Please transcribe the listing below in full and word for word, without its pictures.
### Input records ###
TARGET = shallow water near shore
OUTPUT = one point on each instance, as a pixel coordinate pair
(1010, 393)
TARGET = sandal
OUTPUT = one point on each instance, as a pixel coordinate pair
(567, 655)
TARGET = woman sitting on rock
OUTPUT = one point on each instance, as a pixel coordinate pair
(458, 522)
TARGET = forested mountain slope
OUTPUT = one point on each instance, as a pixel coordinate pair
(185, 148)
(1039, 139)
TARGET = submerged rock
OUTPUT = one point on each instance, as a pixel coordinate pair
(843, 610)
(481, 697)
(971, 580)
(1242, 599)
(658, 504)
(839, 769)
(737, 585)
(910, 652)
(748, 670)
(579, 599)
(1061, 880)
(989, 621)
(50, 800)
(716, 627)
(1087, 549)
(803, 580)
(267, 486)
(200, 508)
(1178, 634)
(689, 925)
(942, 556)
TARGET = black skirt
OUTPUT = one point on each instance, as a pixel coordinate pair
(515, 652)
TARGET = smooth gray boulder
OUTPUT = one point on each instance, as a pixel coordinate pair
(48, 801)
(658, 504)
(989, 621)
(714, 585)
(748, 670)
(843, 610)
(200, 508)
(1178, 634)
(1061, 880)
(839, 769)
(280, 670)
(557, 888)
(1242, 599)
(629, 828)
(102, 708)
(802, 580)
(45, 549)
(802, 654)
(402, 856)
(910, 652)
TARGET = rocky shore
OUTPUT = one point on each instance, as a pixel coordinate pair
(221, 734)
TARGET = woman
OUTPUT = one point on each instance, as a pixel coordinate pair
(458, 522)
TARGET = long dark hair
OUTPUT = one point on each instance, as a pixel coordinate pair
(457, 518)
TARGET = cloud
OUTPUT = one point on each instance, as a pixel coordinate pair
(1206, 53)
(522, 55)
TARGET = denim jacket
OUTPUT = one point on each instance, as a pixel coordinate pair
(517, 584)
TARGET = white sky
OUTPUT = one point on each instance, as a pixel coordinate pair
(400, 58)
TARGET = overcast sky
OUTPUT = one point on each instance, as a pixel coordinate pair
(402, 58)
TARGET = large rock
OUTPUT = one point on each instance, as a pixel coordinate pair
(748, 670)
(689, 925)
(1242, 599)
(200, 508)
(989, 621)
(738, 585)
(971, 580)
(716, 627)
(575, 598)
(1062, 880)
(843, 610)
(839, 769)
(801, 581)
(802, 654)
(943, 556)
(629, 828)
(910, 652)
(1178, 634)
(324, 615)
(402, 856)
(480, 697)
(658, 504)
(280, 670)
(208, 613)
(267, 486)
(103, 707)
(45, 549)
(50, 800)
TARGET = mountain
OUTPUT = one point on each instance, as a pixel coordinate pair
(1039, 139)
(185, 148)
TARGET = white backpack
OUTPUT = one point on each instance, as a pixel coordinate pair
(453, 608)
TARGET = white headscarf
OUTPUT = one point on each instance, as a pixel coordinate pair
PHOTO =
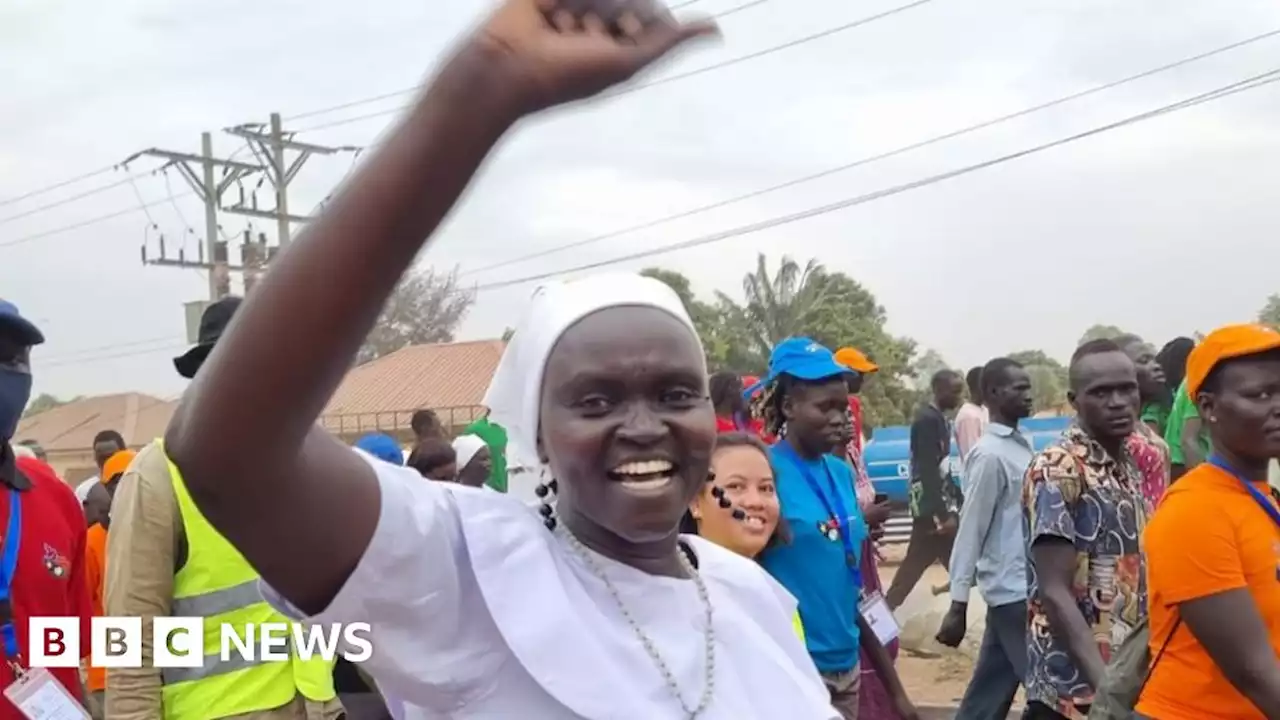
(515, 392)
(466, 447)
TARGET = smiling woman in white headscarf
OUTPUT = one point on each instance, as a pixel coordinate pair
(594, 606)
(478, 609)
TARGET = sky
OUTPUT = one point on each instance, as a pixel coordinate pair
(1162, 227)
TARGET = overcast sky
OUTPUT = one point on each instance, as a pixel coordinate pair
(1164, 227)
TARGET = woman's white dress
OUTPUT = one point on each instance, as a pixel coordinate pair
(478, 611)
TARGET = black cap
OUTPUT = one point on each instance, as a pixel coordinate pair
(213, 324)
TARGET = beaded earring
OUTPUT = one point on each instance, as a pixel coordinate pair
(545, 492)
(722, 500)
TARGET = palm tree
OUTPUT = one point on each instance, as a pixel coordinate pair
(778, 305)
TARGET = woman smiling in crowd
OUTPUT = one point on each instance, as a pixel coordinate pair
(740, 510)
(480, 607)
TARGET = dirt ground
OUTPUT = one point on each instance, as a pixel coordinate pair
(935, 675)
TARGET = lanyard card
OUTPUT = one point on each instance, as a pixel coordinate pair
(880, 618)
(41, 697)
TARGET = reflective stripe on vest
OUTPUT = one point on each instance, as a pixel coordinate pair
(218, 584)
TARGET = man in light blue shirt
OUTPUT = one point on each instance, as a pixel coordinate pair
(990, 550)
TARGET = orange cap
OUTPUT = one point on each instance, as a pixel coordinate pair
(855, 360)
(1225, 343)
(117, 464)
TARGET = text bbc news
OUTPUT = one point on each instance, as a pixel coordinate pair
(179, 642)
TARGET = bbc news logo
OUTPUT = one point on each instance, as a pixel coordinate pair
(179, 642)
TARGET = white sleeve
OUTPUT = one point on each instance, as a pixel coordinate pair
(407, 584)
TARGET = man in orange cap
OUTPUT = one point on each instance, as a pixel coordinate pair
(862, 367)
(1214, 545)
(97, 510)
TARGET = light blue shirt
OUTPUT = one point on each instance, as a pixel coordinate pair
(990, 547)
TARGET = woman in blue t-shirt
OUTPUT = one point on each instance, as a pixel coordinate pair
(805, 404)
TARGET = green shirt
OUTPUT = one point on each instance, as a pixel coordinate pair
(1182, 410)
(496, 438)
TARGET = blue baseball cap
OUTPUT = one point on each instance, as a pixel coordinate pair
(383, 447)
(803, 359)
(13, 320)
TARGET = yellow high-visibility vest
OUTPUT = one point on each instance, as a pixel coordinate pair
(218, 584)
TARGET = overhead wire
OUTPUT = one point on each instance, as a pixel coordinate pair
(621, 91)
(56, 186)
(68, 200)
(170, 347)
(1240, 86)
(886, 155)
(630, 89)
(88, 222)
(415, 89)
(110, 347)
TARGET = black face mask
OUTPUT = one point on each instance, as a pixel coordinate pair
(14, 393)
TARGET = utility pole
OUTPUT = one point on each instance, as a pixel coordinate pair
(213, 254)
(270, 146)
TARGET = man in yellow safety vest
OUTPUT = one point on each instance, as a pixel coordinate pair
(164, 559)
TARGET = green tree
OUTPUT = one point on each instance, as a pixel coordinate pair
(1270, 313)
(1100, 332)
(425, 308)
(718, 327)
(1048, 378)
(832, 309)
(926, 367)
(44, 402)
(1048, 387)
(803, 301)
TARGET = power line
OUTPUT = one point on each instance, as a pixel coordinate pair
(172, 347)
(1248, 83)
(112, 347)
(56, 186)
(871, 159)
(1240, 86)
(90, 222)
(68, 200)
(630, 89)
(415, 89)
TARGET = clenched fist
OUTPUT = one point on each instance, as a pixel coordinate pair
(563, 50)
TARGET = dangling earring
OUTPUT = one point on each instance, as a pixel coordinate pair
(723, 501)
(545, 492)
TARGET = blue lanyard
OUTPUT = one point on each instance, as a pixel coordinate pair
(8, 565)
(1248, 486)
(835, 506)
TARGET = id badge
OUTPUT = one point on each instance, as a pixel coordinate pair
(41, 697)
(880, 618)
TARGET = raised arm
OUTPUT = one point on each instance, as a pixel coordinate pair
(298, 505)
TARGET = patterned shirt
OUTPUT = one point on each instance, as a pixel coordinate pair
(1151, 454)
(1077, 491)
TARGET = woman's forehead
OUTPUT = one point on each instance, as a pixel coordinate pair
(621, 340)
###
Written response:
TARGET = shallow water near shore
OUTPUT = one point on each instance, as a pixel coordinate pair
(1010, 393)
TARGET = sandal
OUTPUT = one point on each instance, as a pixel coordinate pair
(567, 655)
TARGET = woman sitting on rock
OUTPUT = one point on each instance, as a pixel coordinate pair
(458, 522)
TARGET = forested mountain slope
OUTPUT = one point on each instance, as a pixel coordinate pair
(185, 148)
(1039, 139)
TARGET = submerged rock
OUTPUT = one point on each instance, as a pixel coordinate pair
(843, 610)
(481, 697)
(971, 580)
(1242, 599)
(658, 504)
(839, 769)
(737, 585)
(910, 652)
(748, 670)
(579, 599)
(1061, 880)
(989, 621)
(50, 800)
(716, 627)
(1087, 549)
(803, 580)
(267, 486)
(200, 508)
(1178, 634)
(689, 925)
(942, 556)
TARGET = black skirt
OUTPUT = one point on each instance, as a pixel coordinate pair
(515, 652)
TARGET = smooth gray boulder
OUTPUT = one point on each instance, as a pixel coordinate pair
(48, 801)
(658, 504)
(989, 621)
(714, 585)
(748, 670)
(843, 610)
(200, 508)
(1178, 634)
(1061, 880)
(839, 769)
(280, 670)
(557, 888)
(1242, 599)
(629, 828)
(102, 708)
(802, 580)
(45, 549)
(802, 654)
(402, 856)
(910, 652)
TARGET = rocky shore
OUTPUT = one point on each instance, as a pixel coordinate pair
(221, 734)
TARGET = woman
OUTPUT = one point on each instance, as a pixel coordinate pair
(458, 522)
TARGET = long dark hair
OUTPUT = one point on each instance, as a pixel coordinate pair
(457, 518)
TARGET = cloud
OUTPUT = one point on each instance, as a pixel coordinate pair
(1206, 53)
(522, 55)
TARGET = denim jacket
OUTPUT = one point on each instance, as a pixel coordinate pair
(517, 584)
TARGET = white sky
OUTPUT = one point on each instance, as a pixel coordinate pair
(400, 58)
TARGET = overcast sky
OUTPUT = one point on each instance, as a pixel coordinate pair
(402, 58)
TARGET = large rock
OUTPUT = one point on each instance, as a pixel coordinate pair
(748, 670)
(689, 925)
(1242, 599)
(200, 508)
(989, 621)
(738, 585)
(971, 580)
(716, 627)
(575, 598)
(1062, 880)
(843, 610)
(839, 769)
(801, 581)
(802, 654)
(943, 556)
(629, 828)
(910, 652)
(1178, 634)
(324, 615)
(402, 856)
(480, 697)
(658, 504)
(280, 670)
(208, 613)
(267, 486)
(103, 707)
(45, 549)
(50, 800)
TARGET = mountain
OUTPUT = one point on each instance, as a pixel coordinate pair
(1039, 139)
(185, 148)
TARGET = white backpack
OUTPUT = one point on each instance, as a pixel coordinate pair
(453, 608)
TARGET = white headscarf
OUTPUT = one point on each instance, as a pixel coordinate pair
PHOTO =
(515, 392)
(466, 447)
TARGET = smiling woman in white headscarf
OUTPUT = one point on each instance, as a pixel coordinate pair
(594, 606)
(478, 609)
TARGET = sky
OUTPUT = one point on each instance, as a pixel coordinate pair
(1162, 227)
TARGET = overcast sky
OUTPUT = one point on each instance, as a pixel coordinate pair
(1164, 227)
TARGET = woman's white dress
OUTPUT = one point on each instance, as a pixel coordinate pair
(478, 611)
TARGET = black cap
OUTPUT = one point on each instance, as a pixel coordinate pair
(213, 324)
TARGET = beaded earring
OUTPUT = one point on each instance, as a pixel coordinate pair
(545, 492)
(722, 500)
TARGET = palm tree
OUTPUT = one point on each instance, as a pixel coordinate pair
(778, 305)
TARGET = woman smiling in crowd
OUTPUT = one point on each instance, as a pixel coordinate pair
(740, 510)
(480, 607)
TARGET = dirt ground
OUTPUT = one point on each instance, as a pixel coordinate pair
(935, 675)
TARGET = lanyard card
OUTPUT = one point on each instance, as a pixel coordinate pair
(880, 618)
(41, 697)
TARGET = reflective stripe on vest
OUTPUT = one point on each instance, as a pixel coordinate pair
(218, 584)
TARGET = man in light blue shirt
OUTPUT = one point on each instance, as a pixel coordinate pair
(990, 550)
TARGET = orange cap
OUTPUT = one point on each instance, as a pixel coordinate pair
(855, 360)
(1225, 343)
(117, 464)
TARGET = text bbc news
OUTPUT = one point on each instance, as a pixel coordinate pair
(179, 642)
TARGET = bbc news logo
OUTPUT = one point on each instance, as a pixel coordinate pair
(179, 642)
TARGET = white sleeve
OUTPUT = one point on each instance, as a pixel coordinate pair
(407, 584)
TARGET = man in orange cap
OUTPUT = one point on each instance, as a pixel coordinate pair
(862, 367)
(1214, 545)
(97, 510)
TARGET = light blue shirt
OUTPUT = one point on each instance, as a pixel coordinate pair
(990, 547)
TARGET = woman in blue t-shirt
OUTPUT = one point on each instance, as a pixel coordinate pair
(805, 404)
TARGET = green shirt
OUTPUT = one point on each instance, as a pixel coordinate pair
(1182, 410)
(496, 438)
TARGET = blue baseball cap
OUTPUT = one point on each instance, as a pixel coordinate pair
(383, 447)
(803, 359)
(13, 320)
TARGET = yellow high-visibility vest
OUTPUT = one point on each instance, as a pixel coordinate pair
(218, 584)
TARGET = overhead wire
OUTPUT = one point on each instance, as a pixel coordinate pair
(621, 91)
(56, 186)
(68, 200)
(170, 347)
(1240, 86)
(886, 155)
(630, 89)
(88, 222)
(415, 89)
(110, 347)
TARGET = black face mask
OUTPUT = one point on each instance, as a pixel coordinate pair
(14, 393)
TARGET = utility pole
OUTPUT = one point on each instance, as a pixel coordinate pair
(213, 254)
(270, 146)
TARGET = man in yellow safety vest
OUTPUT = one point on each instance, as a pixel coordinate pair
(164, 559)
TARGET = green tree
OUTPUT = one point on each instance, as a pixel coordinate pair
(1270, 313)
(1100, 332)
(425, 308)
(718, 327)
(1048, 378)
(832, 309)
(926, 367)
(44, 402)
(1048, 387)
(803, 301)
TARGET = power line
OUTPUT = one point on each instance, as a pixel coordinate pair
(172, 347)
(1248, 83)
(112, 347)
(56, 186)
(871, 159)
(1240, 86)
(90, 222)
(68, 200)
(630, 89)
(415, 89)
TARGET = clenched fist
OUTPUT = one point on each instance, as a pixel coordinate pair
(563, 50)
TARGET = dangling earring
OUTPUT = one point on each instance, as a pixel coordinate pair
(723, 501)
(545, 492)
TARGET = blue lanyard
OUTPUT = one point on each instance, as a pixel coordinate pair
(8, 565)
(1248, 486)
(835, 506)
TARGET = id badge
OUTPUT = one point on each instance, as a pixel coordinate pair
(41, 697)
(880, 618)
TARGET = raised arm
OUTPUT = one point on each instance, as a pixel coordinate pair
(298, 505)
TARGET = patterned shirt
OUTPUT = one point on each instance, as a pixel coordinate pair
(1151, 454)
(1077, 491)
TARGET = woman's forehead
OUTPUT = one point on each instance, as a pixel coordinate pair
(621, 340)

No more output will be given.